'''

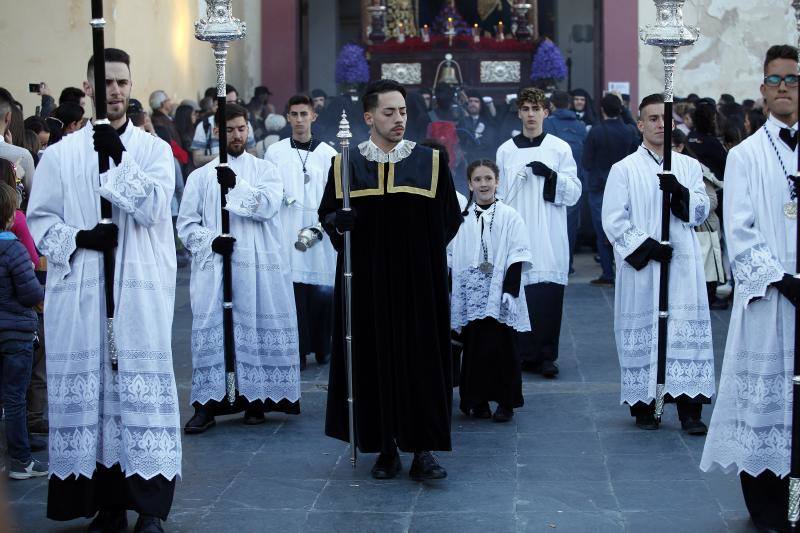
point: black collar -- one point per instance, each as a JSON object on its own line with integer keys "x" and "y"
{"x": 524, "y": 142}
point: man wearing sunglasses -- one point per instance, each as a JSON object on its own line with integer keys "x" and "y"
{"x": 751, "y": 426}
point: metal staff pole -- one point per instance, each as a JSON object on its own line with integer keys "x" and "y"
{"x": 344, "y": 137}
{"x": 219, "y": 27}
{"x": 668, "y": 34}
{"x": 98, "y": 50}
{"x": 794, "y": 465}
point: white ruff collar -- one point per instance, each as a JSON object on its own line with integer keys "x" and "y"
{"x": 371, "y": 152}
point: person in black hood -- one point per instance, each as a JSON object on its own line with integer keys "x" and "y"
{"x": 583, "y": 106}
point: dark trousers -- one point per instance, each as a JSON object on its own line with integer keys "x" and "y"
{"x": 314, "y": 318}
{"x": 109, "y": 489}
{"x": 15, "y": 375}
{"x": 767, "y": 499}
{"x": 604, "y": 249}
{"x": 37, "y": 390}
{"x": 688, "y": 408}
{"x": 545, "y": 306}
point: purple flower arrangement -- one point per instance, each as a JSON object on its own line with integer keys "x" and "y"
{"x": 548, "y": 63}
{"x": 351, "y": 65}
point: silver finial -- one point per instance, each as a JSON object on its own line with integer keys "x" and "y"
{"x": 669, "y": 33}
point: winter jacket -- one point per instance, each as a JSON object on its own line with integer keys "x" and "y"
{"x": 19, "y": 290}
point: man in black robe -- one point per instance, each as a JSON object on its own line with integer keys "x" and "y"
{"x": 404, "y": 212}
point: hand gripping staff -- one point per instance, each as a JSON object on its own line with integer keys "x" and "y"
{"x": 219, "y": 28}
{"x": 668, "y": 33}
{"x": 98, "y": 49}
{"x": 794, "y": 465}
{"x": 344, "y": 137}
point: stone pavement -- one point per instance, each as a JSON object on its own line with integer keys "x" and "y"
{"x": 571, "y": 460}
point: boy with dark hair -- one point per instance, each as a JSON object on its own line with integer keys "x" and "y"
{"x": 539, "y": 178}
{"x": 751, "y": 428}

'''
'''

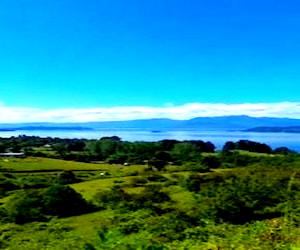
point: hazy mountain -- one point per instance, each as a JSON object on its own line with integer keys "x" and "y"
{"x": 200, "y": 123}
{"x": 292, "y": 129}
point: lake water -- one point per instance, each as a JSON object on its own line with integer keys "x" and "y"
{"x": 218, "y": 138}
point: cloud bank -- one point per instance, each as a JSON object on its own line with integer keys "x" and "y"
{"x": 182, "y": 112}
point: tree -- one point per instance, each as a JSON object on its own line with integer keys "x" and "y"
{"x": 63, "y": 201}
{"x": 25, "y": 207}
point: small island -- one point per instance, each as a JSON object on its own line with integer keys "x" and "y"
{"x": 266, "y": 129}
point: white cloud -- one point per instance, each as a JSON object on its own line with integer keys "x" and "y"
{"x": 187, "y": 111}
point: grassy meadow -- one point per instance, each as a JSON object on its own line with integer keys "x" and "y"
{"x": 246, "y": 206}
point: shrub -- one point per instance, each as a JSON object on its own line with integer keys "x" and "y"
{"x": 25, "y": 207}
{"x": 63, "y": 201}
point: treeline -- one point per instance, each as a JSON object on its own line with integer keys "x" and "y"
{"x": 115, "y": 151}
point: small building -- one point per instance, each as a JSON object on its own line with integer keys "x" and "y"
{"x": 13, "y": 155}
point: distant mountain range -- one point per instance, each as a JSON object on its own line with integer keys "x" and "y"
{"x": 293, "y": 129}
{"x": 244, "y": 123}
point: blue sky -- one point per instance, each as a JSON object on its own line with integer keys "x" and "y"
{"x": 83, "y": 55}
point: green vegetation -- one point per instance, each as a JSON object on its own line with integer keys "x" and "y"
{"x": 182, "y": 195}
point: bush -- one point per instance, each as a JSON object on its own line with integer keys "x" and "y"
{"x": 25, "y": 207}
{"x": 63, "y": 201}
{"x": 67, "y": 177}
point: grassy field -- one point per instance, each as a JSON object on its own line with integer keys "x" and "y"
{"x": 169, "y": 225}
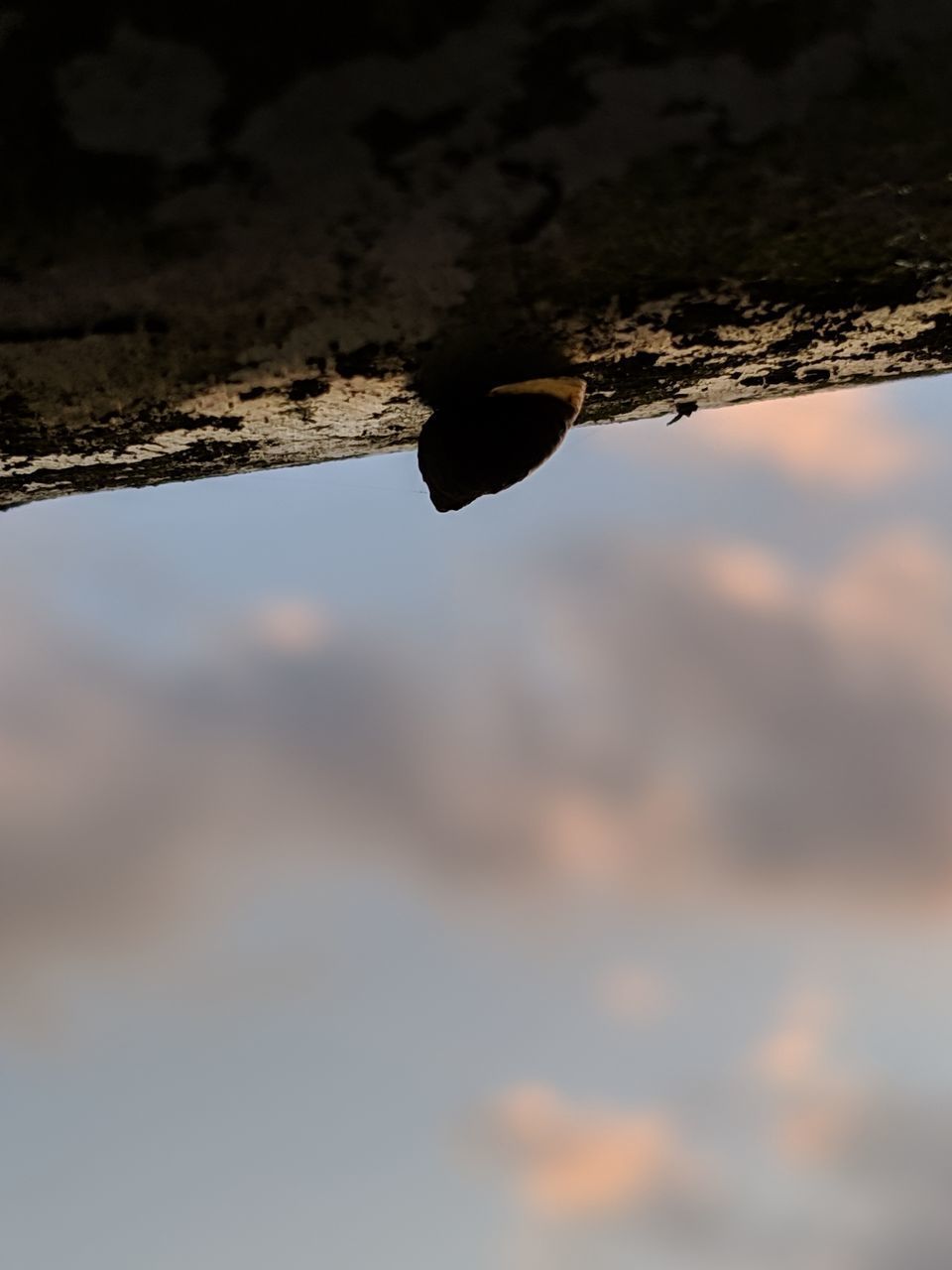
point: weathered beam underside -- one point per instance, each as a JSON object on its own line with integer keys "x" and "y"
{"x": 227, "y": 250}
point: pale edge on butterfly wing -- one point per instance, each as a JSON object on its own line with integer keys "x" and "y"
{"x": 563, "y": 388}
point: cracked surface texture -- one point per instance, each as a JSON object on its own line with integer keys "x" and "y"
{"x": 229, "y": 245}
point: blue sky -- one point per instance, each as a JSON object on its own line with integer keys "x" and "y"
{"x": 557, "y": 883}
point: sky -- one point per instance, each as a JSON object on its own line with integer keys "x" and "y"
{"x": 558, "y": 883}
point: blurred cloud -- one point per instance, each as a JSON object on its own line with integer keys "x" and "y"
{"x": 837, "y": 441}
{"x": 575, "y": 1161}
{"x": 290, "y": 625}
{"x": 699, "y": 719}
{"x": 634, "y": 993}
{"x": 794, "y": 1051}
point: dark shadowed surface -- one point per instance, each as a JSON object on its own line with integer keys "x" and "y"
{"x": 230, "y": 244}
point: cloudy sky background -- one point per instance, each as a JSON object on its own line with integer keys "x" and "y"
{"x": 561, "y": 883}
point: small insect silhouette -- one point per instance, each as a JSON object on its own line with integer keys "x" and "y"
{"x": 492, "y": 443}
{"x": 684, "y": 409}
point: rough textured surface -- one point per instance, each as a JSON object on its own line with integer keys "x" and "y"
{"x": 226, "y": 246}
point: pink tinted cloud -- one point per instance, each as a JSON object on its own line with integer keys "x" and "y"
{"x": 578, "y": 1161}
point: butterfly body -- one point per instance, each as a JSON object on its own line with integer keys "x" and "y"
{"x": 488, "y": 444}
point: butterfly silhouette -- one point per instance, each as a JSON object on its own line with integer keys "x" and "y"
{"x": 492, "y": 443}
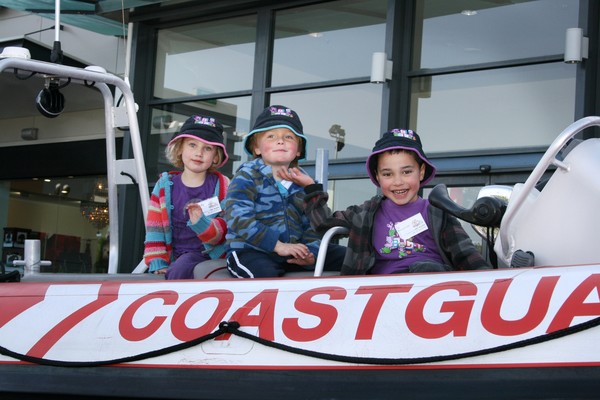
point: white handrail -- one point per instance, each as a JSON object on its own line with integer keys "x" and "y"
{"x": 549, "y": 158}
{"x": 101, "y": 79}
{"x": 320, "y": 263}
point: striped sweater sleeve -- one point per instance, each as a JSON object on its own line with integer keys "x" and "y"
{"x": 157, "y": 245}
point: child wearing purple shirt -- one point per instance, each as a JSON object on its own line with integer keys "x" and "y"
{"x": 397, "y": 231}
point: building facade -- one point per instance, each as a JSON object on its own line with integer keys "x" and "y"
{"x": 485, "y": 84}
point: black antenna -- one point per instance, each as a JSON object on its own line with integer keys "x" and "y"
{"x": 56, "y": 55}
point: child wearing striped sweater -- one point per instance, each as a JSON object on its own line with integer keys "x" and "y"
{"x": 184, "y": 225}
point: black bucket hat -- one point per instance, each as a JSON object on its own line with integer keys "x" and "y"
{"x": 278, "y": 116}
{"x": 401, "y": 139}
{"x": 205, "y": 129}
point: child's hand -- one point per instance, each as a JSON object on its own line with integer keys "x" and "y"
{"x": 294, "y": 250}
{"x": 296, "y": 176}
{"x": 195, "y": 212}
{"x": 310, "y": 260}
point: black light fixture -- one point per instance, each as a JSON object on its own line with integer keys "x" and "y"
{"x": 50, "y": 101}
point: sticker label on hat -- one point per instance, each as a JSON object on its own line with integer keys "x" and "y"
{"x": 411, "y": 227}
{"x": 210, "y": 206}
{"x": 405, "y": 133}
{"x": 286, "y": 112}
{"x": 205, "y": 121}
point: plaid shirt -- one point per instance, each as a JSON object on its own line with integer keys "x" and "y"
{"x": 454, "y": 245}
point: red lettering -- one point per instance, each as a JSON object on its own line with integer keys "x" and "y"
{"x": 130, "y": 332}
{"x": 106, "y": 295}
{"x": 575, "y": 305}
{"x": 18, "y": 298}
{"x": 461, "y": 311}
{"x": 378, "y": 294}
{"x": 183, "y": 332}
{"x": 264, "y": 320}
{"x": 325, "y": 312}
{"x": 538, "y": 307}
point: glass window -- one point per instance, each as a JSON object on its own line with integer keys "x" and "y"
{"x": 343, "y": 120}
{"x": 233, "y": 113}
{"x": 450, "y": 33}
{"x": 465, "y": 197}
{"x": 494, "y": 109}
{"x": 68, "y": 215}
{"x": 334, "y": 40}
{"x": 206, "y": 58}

'''

# AUFGABENSTELLUNG
Zähle die Zeilen der Einträge oben, in denen das Wort „small“ vorkommt, und nenne nur die Anzahl.

# LÖSUNG
3